● Records drawn from a dataset:
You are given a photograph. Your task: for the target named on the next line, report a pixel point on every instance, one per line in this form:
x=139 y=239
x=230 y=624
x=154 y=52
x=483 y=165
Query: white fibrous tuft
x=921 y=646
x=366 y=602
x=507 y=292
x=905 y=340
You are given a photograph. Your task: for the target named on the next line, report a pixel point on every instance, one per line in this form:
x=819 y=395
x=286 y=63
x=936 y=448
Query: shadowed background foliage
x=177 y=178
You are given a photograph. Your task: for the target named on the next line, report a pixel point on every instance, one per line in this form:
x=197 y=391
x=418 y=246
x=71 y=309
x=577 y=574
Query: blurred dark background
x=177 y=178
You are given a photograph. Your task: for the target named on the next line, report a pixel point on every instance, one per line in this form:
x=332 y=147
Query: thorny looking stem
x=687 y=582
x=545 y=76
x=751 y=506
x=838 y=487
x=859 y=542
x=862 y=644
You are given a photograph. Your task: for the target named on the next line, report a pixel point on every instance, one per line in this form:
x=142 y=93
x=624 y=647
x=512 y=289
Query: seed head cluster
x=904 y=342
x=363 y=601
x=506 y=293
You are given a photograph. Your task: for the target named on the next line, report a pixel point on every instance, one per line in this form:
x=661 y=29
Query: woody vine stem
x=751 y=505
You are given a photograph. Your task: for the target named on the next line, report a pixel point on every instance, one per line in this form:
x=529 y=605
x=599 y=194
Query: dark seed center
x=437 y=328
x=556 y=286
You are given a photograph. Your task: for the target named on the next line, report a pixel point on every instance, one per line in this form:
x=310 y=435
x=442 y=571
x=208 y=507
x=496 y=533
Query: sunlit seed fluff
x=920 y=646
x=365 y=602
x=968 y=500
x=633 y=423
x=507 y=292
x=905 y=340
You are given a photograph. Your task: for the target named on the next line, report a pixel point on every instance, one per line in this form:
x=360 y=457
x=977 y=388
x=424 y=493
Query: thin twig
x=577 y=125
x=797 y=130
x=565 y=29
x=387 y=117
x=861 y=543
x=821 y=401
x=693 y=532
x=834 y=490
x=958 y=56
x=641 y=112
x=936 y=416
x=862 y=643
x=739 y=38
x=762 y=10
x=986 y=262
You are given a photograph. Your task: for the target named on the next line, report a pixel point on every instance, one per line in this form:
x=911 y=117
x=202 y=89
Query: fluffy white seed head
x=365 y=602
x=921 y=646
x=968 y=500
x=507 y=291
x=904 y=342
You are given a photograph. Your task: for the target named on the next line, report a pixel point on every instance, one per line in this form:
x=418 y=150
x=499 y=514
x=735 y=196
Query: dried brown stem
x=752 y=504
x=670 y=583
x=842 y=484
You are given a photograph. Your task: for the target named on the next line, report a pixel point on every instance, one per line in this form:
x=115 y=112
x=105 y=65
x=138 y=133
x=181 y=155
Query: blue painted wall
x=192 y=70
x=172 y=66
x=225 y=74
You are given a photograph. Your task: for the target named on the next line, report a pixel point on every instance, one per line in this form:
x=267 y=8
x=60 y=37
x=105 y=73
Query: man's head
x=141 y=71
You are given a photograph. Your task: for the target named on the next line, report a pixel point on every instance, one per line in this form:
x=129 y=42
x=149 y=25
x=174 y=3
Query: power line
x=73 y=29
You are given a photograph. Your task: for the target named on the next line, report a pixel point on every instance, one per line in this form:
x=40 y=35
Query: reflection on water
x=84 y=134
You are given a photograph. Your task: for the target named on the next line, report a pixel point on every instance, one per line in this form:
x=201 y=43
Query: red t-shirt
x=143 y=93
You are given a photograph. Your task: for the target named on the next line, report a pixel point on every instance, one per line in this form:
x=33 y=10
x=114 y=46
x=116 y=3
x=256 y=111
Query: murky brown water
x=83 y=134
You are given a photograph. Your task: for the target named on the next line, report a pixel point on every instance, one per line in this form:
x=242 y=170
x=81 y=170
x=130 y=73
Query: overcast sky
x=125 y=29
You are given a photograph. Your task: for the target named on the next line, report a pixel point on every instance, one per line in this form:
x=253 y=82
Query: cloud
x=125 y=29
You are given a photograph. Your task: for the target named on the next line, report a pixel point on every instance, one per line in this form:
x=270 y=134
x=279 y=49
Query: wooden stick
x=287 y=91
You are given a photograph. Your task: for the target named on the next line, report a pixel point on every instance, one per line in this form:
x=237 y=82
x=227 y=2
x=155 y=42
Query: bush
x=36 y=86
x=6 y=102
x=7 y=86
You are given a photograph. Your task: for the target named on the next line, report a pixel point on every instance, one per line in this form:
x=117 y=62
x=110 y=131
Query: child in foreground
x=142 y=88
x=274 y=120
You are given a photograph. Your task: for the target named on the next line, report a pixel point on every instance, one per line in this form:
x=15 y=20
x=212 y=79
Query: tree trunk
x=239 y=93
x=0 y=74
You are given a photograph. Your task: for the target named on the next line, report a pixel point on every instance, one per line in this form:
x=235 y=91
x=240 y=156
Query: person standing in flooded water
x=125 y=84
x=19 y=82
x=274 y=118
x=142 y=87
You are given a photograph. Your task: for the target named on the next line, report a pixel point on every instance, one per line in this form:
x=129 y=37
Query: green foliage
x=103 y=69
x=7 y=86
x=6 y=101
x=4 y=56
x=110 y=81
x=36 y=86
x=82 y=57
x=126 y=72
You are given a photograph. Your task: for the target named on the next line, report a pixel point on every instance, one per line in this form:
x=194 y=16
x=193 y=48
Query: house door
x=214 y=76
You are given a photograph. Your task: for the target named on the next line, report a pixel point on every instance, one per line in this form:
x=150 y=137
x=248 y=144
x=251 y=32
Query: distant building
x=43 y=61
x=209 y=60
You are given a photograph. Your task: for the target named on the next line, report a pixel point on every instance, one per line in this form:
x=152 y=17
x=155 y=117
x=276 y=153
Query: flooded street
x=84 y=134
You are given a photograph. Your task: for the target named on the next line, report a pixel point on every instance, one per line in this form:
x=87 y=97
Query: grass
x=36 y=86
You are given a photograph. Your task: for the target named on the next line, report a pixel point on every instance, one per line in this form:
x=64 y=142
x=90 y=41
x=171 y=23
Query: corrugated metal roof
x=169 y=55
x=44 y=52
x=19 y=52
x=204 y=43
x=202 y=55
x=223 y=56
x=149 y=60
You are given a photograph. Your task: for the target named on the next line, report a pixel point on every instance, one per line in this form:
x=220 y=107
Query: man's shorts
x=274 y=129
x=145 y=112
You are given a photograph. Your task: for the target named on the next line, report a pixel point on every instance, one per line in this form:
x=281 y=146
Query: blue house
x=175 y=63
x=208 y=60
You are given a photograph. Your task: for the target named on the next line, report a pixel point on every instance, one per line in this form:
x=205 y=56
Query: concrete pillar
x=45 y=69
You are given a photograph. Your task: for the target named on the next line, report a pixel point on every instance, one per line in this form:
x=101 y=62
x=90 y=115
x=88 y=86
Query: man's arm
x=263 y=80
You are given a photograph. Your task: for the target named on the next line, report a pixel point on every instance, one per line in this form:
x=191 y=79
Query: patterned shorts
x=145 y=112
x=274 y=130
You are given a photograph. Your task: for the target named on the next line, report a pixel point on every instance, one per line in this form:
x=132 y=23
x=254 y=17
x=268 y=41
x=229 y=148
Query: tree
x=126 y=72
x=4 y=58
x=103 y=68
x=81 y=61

● YOUR ASSIGNMENT: Nothing in the records should differ from the original when you retype them.

● ANSWER SPACE:
You are given a photograph. Your task: for the target named on the next line, report a pixel point on every instance, one per line in this form:
x=139 y=239
x=230 y=624
x=154 y=52
x=483 y=165
Query: white fibrous tuft
x=921 y=646
x=366 y=602
x=507 y=292
x=905 y=340
You are given a photograph. Your task: for the target named on the next line, report a pixel point on every instance, one per line in this form:
x=819 y=395
x=286 y=63
x=936 y=448
Query: shadowed background foliage
x=177 y=178
You are given a photograph. Your task: for the target named on the next line, report a pixel point on every instance, one per line in this form:
x=197 y=391
x=418 y=246
x=71 y=309
x=577 y=574
Query: blurred dark background
x=177 y=178
You are given a photograph. Your task: for the target named on the next line, report a pixel point on every instance, one per line in this form:
x=332 y=147
Query: thorny looking stem
x=687 y=582
x=545 y=76
x=751 y=506
x=838 y=487
x=859 y=542
x=862 y=644
You are given a photograph. Your task: for the target named on the next line, report a pixel point on every instance, one per line in this form:
x=142 y=93
x=624 y=647
x=512 y=289
Query: seed head cluster
x=904 y=342
x=363 y=601
x=506 y=293
You are given a photograph. Your task: for the target named on the next line, report a pixel point on every instance, one per line in this form:
x=661 y=29
Query: woody vine stem
x=751 y=505
You are given a photograph. Your task: for the target named on the next line, report a pixel point on every instance, one per line in this form:
x=529 y=605
x=599 y=194
Query: dark seed center
x=437 y=328
x=556 y=286
You are given a photograph. Your task: for the target named on the next line, report a pixel point on every instance, one per line in this form:
x=310 y=435
x=442 y=571
x=208 y=507
x=496 y=533
Query: sunlit seed fluff
x=920 y=646
x=365 y=602
x=968 y=500
x=633 y=423
x=507 y=292
x=905 y=340
You are given a photograph. Your task: for the target named on the next line, report a pixel point on every instance, one per line in this form:
x=360 y=457
x=977 y=388
x=424 y=493
Query: thin twig
x=577 y=125
x=797 y=130
x=565 y=29
x=387 y=117
x=861 y=543
x=821 y=401
x=693 y=532
x=834 y=490
x=958 y=56
x=641 y=112
x=936 y=416
x=862 y=643
x=739 y=38
x=762 y=10
x=986 y=262
You are given a photograph. Your task: for the target named on the next line, report a pixel point on every instance, one per line in this form:
x=911 y=117
x=202 y=89
Query: fluffy white seed head
x=365 y=602
x=921 y=646
x=968 y=500
x=507 y=291
x=904 y=342
You are given a photograph. Your task: for the target named on the next line, report a pixel point on every instance, one per line in this form:
x=418 y=150
x=499 y=514
x=735 y=196
Query: dried brown stem
x=752 y=504
x=670 y=583
x=842 y=484
You are given a photograph. Your task: for the target named on the next line, report a pixel point on every instance, one per line in this form:
x=115 y=112
x=105 y=65
x=138 y=133
x=181 y=155
Query: blue painted wall
x=192 y=70
x=172 y=66
x=225 y=74
You are given a photograph. Your task: for the target named on the next line, report a pixel point on every instance, one per line in this form:
x=267 y=8
x=60 y=37
x=105 y=73
Query: man's head
x=141 y=71
You are given a photograph. Your task: for the target named on the next line, report a pixel point on every instance, one per line in this form:
x=129 y=42
x=149 y=25
x=174 y=3
Query: power line
x=73 y=29
You are given a photograph. Your task: for the target named on the next line, report a pixel point on every instance, one per line in this form:
x=40 y=35
Query: reflection on water
x=84 y=134
You are given a photograph. Your task: for the target named on the next line, report a pixel point on every instance, one per line in this form:
x=201 y=43
Query: red t-shirt
x=143 y=93
You are given a photograph. Your task: for the target named on the next line, report a pixel point on every instance, one per line in this form:
x=33 y=10
x=114 y=46
x=116 y=3
x=256 y=111
Query: murky brown water
x=83 y=134
You are given a photograph. Your task: for the target named on the next line, report a pixel point on every instance, one per line in this form:
x=242 y=170
x=81 y=170
x=130 y=73
Query: overcast sky
x=125 y=29
You are given a photograph. Your task: for the target named on the next line, report a pixel point on every instance, one per line in this form:
x=253 y=82
Query: cloud
x=125 y=29
You are given a photograph. Your task: for the target named on the next line, report a pixel point on every instance, one per line in this form:
x=270 y=134
x=279 y=49
Query: wooden stick
x=287 y=91
You are given a photograph. Your task: for the target named on the next line, report a pixel point on every instance, one per line in this form:
x=237 y=82
x=227 y=2
x=155 y=42
Query: bush
x=36 y=86
x=6 y=102
x=7 y=86
You are given a photograph. Your task: for the target named on the next line, report a pixel point on every instance, one per line in this form:
x=117 y=62
x=110 y=131
Query: child in foreground
x=142 y=88
x=274 y=120
You are given a photograph. Your task: for the target named on the next line, report a pixel point on every instance, one per line in this form:
x=15 y=20
x=212 y=79
Query: tree trunk
x=239 y=93
x=0 y=74
You are given a photograph. Your task: for the target named on the next line, report a pixel point on every instance, one per line in this form:
x=235 y=91
x=240 y=156
Query: person standing in flooded water
x=125 y=84
x=19 y=82
x=274 y=118
x=142 y=87
You are given a photograph. Your task: for the target named on the next line, report a pixel point on every instance, one per line in this form:
x=129 y=37
Query: green foliage
x=103 y=69
x=7 y=86
x=6 y=101
x=4 y=56
x=110 y=81
x=36 y=86
x=82 y=57
x=126 y=72
You are given a photograph. Your task: for the target named on the next line, report a pixel point on every instance, one per line in this form:
x=194 y=16
x=193 y=48
Query: house door
x=214 y=76
You are given a photograph. Your task: for the target named on the next line, report a pixel point on every instance, one per line in this form:
x=150 y=137
x=248 y=144
x=251 y=32
Query: distant building
x=43 y=61
x=209 y=60
You are given a photograph. Your task: for the target named on the next line, report a pixel point on every instance, one per line in this form:
x=152 y=17
x=155 y=117
x=276 y=153
Query: flooded street
x=84 y=134
You are given a photograph. Your task: for the target named on the next line, report a pixel point on every instance, one per line in this form:
x=87 y=97
Query: grass
x=36 y=86
You are given a photograph. Your task: for the target named on the next line, report a pixel point on every instance, one per line in this form:
x=64 y=142
x=90 y=41
x=171 y=23
Query: corrugated metal roof
x=169 y=55
x=44 y=52
x=19 y=52
x=204 y=43
x=202 y=55
x=223 y=56
x=149 y=60
You are given a photograph. Your task: for the target named on the next line, report a pixel point on every instance, one per line in this form:
x=220 y=107
Query: man's shorts
x=274 y=129
x=145 y=112
You are given a photograph. Your task: for the target named on the next line, report a pixel point on every instance, one per line in this form:
x=281 y=146
Query: blue house
x=175 y=63
x=208 y=60
You are given a photograph. Your task: for the target named on the next line, report a pixel point on every instance, one per line in this form:
x=205 y=56
Query: concrete pillar
x=45 y=69
You are given a photograph. Your task: for the target named on the next line, report a pixel point on every instance, one per line in this form:
x=101 y=62
x=90 y=115
x=88 y=86
Query: man's arm
x=263 y=80
You are given a photograph. Your task: for the target named on the next line, report a pixel point on every instance, one per line in this form:
x=191 y=79
Query: patterned shorts
x=145 y=112
x=274 y=130
You are given a photograph. Your task: for the target named on the next line, report a pixel point on every instance, one per line in this form:
x=132 y=23
x=254 y=17
x=268 y=41
x=229 y=148
Query: tree
x=126 y=72
x=4 y=58
x=103 y=68
x=81 y=61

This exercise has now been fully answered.